>> begin SUPPLIED RECORDS

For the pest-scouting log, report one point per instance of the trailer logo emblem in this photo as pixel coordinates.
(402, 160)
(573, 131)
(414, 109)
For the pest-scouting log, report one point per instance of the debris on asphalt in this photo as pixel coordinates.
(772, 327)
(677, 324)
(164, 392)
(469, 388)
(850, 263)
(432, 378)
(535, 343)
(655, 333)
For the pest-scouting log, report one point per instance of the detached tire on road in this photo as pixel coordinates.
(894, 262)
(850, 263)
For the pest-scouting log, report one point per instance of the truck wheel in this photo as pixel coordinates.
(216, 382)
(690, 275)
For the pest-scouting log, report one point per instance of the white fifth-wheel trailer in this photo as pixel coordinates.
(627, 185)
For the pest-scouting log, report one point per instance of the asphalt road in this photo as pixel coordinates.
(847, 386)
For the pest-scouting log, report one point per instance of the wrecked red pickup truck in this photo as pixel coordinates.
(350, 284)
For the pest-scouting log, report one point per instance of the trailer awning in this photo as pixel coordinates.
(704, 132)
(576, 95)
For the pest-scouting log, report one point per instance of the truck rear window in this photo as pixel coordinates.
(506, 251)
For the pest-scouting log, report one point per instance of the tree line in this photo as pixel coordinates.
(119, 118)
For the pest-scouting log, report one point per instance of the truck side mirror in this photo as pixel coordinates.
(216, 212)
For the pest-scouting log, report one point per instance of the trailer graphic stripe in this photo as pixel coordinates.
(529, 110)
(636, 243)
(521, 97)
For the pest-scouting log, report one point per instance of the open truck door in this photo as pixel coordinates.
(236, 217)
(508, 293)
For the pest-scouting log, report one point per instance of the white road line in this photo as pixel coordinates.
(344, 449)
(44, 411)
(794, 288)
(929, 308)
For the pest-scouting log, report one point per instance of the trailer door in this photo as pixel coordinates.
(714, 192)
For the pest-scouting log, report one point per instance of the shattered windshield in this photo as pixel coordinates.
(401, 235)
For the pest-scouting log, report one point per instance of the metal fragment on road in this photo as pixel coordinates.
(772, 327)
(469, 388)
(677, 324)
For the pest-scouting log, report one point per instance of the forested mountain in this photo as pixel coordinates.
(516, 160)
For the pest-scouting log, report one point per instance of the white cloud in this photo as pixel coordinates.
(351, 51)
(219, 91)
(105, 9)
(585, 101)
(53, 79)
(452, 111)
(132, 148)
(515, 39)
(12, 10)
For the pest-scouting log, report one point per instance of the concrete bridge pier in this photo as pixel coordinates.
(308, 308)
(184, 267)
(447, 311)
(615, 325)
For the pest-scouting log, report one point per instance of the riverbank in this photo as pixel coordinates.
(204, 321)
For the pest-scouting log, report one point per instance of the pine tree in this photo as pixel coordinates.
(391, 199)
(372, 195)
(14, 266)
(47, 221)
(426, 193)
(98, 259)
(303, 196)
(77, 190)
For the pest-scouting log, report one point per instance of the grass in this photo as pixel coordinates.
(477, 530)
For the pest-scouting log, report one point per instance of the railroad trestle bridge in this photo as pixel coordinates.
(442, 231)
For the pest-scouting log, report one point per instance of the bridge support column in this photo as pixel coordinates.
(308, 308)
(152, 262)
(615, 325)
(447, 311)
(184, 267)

>> end SUPPLIED RECORDS

DO THIS
Update the lines of the data from the one containing "column in this photo as pixel coordinates." through the end of the data, inclusive, replacing "bridge support column" with "bridge pillar" and leaving everything else unchanged. Give only those lines.

OUTPUT OF THE TASK
For the pest-scouting log, report one point per instance of the bridge pillar in this photo as pixel coordinates.
(308, 308)
(152, 262)
(615, 325)
(447, 311)
(184, 267)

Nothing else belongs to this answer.